Written task
Please locate every line in the material that contains the string "phrase" and copy each of those lines out.

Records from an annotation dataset
---*---

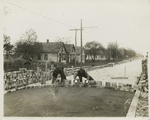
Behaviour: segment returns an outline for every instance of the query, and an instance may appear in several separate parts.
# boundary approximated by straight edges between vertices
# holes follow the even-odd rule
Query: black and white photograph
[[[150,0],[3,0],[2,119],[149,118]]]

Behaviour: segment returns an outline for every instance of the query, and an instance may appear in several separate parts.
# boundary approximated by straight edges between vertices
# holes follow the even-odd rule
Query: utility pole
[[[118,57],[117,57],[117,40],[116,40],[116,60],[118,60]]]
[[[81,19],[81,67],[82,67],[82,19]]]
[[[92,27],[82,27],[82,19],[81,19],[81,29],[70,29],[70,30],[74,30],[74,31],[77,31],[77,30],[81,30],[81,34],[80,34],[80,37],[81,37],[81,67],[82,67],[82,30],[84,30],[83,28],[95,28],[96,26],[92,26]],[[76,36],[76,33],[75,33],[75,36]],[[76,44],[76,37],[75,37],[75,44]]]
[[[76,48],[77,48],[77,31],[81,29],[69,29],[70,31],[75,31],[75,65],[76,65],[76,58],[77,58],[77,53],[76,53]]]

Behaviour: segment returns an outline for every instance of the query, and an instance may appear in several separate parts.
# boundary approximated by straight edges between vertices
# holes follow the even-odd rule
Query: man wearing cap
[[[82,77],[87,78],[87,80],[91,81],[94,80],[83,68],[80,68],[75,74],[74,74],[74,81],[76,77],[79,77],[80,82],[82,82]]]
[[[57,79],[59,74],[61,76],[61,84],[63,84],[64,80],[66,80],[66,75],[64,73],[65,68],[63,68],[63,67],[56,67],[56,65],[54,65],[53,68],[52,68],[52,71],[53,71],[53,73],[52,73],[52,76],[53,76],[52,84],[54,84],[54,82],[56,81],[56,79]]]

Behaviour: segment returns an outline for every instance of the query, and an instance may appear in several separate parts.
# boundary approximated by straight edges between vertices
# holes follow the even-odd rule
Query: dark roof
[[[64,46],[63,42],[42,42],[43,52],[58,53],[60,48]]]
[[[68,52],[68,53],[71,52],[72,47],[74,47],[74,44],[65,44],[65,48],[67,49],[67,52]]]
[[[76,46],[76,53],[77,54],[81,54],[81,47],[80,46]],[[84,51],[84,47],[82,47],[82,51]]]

---*---

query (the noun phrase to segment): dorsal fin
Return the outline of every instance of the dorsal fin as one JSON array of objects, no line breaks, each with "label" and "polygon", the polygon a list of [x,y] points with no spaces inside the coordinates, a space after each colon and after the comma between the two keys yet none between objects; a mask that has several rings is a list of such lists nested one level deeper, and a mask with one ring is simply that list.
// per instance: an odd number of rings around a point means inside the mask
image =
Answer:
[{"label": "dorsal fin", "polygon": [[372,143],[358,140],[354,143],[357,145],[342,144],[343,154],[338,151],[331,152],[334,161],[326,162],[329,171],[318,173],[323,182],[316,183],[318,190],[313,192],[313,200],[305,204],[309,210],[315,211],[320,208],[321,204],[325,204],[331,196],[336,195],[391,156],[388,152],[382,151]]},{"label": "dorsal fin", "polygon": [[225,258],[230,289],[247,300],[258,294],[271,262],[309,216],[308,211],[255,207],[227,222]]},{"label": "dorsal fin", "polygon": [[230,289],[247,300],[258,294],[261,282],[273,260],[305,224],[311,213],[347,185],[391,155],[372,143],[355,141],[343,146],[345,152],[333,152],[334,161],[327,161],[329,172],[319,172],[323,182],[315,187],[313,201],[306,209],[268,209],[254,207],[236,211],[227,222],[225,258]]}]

---*---

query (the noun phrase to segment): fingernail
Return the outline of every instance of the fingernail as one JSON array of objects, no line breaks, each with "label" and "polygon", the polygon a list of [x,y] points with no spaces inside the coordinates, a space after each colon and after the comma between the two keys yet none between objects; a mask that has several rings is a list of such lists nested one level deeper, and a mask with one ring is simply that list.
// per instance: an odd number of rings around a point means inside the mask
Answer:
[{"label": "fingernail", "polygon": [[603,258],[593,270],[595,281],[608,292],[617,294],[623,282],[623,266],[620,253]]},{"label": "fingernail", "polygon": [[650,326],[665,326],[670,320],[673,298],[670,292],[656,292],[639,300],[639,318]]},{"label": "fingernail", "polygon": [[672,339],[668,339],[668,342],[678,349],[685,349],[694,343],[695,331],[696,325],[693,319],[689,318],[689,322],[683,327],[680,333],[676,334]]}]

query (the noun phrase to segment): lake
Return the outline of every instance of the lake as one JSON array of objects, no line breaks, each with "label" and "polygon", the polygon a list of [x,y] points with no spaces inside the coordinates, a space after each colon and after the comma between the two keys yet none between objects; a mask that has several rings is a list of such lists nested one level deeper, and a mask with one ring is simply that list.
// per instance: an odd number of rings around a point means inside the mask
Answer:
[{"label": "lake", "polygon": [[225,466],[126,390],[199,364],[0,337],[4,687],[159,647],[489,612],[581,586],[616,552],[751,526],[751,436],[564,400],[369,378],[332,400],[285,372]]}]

---*---

Expected answer
query (the noun phrase to segment): dorsal fin
query (the noun phrase to segment): fingernail
query (the noun phrase to segment): lake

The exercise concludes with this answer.